- _INSTRUCCIONES DE LA TAREA_
Reproduce los datos siguientes línea por línea, completos y sin cambiar nada.

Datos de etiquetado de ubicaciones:

+---+

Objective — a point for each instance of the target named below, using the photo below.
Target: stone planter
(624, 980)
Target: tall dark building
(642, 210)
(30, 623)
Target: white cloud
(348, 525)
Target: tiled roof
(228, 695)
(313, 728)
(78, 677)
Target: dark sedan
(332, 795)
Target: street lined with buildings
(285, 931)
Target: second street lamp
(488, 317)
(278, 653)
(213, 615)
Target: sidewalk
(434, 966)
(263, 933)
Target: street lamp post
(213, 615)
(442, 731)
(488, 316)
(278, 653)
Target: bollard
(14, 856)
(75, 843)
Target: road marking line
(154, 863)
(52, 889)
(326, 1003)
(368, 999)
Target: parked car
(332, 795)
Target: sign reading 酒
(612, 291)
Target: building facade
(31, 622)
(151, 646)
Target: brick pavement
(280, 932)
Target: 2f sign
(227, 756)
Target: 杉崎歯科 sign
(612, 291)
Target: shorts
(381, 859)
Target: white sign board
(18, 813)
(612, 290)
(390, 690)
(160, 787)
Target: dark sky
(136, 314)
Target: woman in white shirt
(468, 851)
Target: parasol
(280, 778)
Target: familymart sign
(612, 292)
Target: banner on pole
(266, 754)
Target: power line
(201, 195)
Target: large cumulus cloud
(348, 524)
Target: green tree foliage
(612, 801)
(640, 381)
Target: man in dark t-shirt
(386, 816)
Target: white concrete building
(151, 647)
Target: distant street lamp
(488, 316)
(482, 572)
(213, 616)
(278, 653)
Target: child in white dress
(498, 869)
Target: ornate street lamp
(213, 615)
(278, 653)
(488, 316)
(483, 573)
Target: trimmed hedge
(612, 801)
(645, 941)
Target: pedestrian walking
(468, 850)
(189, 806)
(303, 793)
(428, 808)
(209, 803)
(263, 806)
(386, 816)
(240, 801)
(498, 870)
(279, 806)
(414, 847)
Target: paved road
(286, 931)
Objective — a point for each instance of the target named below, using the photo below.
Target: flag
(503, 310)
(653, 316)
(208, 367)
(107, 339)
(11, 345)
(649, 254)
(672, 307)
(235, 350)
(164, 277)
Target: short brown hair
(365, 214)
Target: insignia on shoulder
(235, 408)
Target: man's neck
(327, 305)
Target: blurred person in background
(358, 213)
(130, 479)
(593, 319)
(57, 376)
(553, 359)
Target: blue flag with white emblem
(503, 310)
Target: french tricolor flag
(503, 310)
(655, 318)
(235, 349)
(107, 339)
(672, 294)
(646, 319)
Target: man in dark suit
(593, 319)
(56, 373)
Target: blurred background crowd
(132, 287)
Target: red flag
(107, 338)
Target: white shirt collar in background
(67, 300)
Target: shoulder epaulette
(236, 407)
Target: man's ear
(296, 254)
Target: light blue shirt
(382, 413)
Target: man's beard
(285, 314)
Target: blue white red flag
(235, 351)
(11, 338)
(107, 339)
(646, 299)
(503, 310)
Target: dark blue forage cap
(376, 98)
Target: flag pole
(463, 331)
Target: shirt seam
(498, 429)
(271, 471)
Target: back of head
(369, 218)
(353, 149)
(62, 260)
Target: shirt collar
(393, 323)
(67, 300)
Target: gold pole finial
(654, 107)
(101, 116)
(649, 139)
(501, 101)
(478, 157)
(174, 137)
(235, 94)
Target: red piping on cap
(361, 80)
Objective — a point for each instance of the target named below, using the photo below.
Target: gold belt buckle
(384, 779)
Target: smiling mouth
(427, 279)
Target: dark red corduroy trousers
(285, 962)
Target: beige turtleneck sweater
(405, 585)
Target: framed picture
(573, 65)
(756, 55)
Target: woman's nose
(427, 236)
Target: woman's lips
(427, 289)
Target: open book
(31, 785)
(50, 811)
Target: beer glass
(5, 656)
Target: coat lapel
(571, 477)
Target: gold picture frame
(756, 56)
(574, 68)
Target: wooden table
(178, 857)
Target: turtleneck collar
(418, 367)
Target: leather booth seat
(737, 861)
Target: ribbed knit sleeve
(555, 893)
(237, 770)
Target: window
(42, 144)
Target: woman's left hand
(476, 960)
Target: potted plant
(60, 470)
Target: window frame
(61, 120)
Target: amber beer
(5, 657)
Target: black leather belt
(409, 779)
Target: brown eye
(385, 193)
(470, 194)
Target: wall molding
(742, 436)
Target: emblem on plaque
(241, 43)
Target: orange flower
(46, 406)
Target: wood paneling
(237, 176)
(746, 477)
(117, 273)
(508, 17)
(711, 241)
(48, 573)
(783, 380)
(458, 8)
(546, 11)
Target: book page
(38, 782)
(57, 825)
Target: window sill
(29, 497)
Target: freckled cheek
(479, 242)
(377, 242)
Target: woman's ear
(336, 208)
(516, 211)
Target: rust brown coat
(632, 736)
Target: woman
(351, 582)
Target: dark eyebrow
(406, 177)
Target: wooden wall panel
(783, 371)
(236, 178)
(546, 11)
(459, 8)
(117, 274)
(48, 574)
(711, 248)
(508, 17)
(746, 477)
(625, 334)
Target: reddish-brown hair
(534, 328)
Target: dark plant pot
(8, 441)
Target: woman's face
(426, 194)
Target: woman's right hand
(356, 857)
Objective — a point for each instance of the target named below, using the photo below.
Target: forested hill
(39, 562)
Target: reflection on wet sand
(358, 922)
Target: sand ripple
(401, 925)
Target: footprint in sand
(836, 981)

+---+

- _LA RESPUESTA_
Objective — a point for each instance of the target named below, using the photo below.
Target: stone planter
(624, 980)
Target: tall dark building
(642, 210)
(30, 623)
Target: white cloud
(348, 525)
Target: tiled roof
(228, 695)
(313, 728)
(78, 677)
Target: dark sedan
(332, 795)
Target: street lined with buildings
(285, 931)
Target: second street lamp
(488, 317)
(278, 653)
(213, 615)
Target: sidewalk
(434, 966)
(263, 933)
Target: street lamp post
(213, 615)
(442, 731)
(488, 316)
(278, 653)
Target: bollard
(14, 856)
(75, 843)
Target: road marking line
(154, 863)
(52, 889)
(326, 1003)
(368, 999)
Target: parked car
(332, 795)
Target: sign reading 酒
(612, 291)
Target: building facade
(31, 622)
(151, 646)
Target: brick pavement
(280, 932)
Target: 2f sign
(227, 756)
Target: 杉崎歯科 sign
(612, 291)
Target: shorts
(381, 859)
Target: white sign board
(18, 813)
(612, 290)
(390, 690)
(160, 787)
Target: dark sky
(136, 314)
Target: woman in white shirt
(468, 851)
Target: parasol
(280, 778)
Target: familymart sign
(612, 292)
Target: banner on pole
(266, 754)
Target: power line
(201, 195)
Target: large cumulus cloud
(348, 524)
Target: green tree foliage
(612, 801)
(640, 381)
Target: man in dark t-shirt
(386, 816)
Target: white concrete building
(151, 647)
Target: distant street lamp
(488, 316)
(482, 572)
(213, 616)
(278, 653)
Target: child in white dress
(498, 869)
Target: ornate street lamp
(213, 615)
(278, 653)
(488, 316)
(483, 573)
Target: trimmed hedge
(612, 801)
(645, 941)
Target: pedestrian walking
(468, 850)
(189, 806)
(303, 793)
(428, 808)
(209, 803)
(263, 806)
(386, 816)
(240, 801)
(498, 870)
(279, 806)
(414, 847)
Target: paved road
(286, 931)
Objective — a point for each instance of the target named below, using the photo below.
Target: flag
(503, 310)
(653, 316)
(208, 367)
(107, 339)
(11, 345)
(649, 254)
(672, 307)
(235, 350)
(164, 277)
Target: short brown hair
(365, 214)
Target: insignia on shoulder
(235, 408)
Target: man's neck
(327, 305)
Target: blurred person in background
(358, 213)
(130, 479)
(593, 319)
(57, 376)
(553, 359)
Target: blue flag with white emblem
(503, 310)
Target: french tricolor flag
(503, 310)
(655, 318)
(235, 349)
(107, 339)
(672, 294)
(646, 319)
Target: man in dark suit
(593, 319)
(56, 373)
Target: blurred background crowd
(132, 287)
Target: red flag
(107, 338)
Target: white shirt collar in background
(67, 300)
Target: shoulder epaulette
(236, 407)
Target: man's ear
(296, 254)
Target: light blue shirt
(382, 413)
Target: man's beard
(285, 314)
Target: blue white red flag
(235, 351)
(11, 338)
(107, 339)
(646, 299)
(503, 310)
Target: dark blue forage cap
(376, 98)
Target: flag pole
(463, 331)
Target: shirt seam
(498, 429)
(271, 471)
Target: back of head
(369, 218)
(353, 149)
(62, 260)
Target: shirt collar
(393, 323)
(67, 300)
Target: gold pole finial
(654, 107)
(101, 116)
(649, 139)
(501, 101)
(478, 157)
(174, 137)
(235, 94)
Target: red piping on cap
(361, 80)
Objective — a point for each instance of the target named below, using the photo below.
Target: gold belt buckle
(384, 779)
Target: smiling mouth
(427, 279)
Target: dark red corduroy trousers
(285, 962)
Target: beige turtleneck sweater
(405, 585)
Target: framed picture
(573, 65)
(756, 55)
Target: woman's nose
(427, 236)
Target: woman's lips
(427, 289)
Target: open book
(31, 785)
(50, 811)
Target: beer glass
(5, 656)
Target: coat lapel
(571, 477)
Target: gold picture frame
(756, 56)
(574, 68)
Target: wooden table
(178, 857)
Target: turtleneck collar
(418, 367)
Target: leather booth seat
(737, 861)
Target: ribbed knit sleeve
(555, 893)
(237, 770)
Target: window
(42, 144)
Target: woman's left hand
(476, 960)
Target: potted plant
(60, 470)
Target: window frame
(61, 120)
Target: amber beer
(5, 657)
Target: black leather belt
(409, 779)
Target: brown eye
(385, 193)
(470, 194)
Target: wall molding
(742, 436)
Target: emblem on plaque
(241, 43)
Target: orange flower
(46, 406)
Target: wood paneling
(237, 176)
(746, 477)
(117, 273)
(508, 17)
(711, 241)
(48, 573)
(783, 380)
(458, 8)
(546, 11)
Target: book page
(38, 782)
(57, 825)
Target: window sill
(29, 497)
Target: freckled cheek
(479, 242)
(377, 242)
Target: woman's ear
(336, 208)
(516, 211)
Target: rust brown coat
(632, 736)
Target: woman
(351, 582)
Target: dark eyebrow
(406, 177)
Target: wooden wall panel
(783, 371)
(236, 178)
(546, 11)
(459, 8)
(117, 274)
(48, 574)
(711, 248)
(508, 17)
(746, 477)
(625, 334)
Target: reddish-brown hair
(534, 328)
Target: dark plant pot
(8, 441)
Target: woman's face
(426, 194)
Target: woman's right hand
(356, 857)
Objective — a point for each instance of the target named below, using the photo below.
Target: forested hill
(39, 562)
Target: reflection on wet sand
(358, 922)
Target: sand ripple
(401, 925)
Target: footprint in sand
(836, 981)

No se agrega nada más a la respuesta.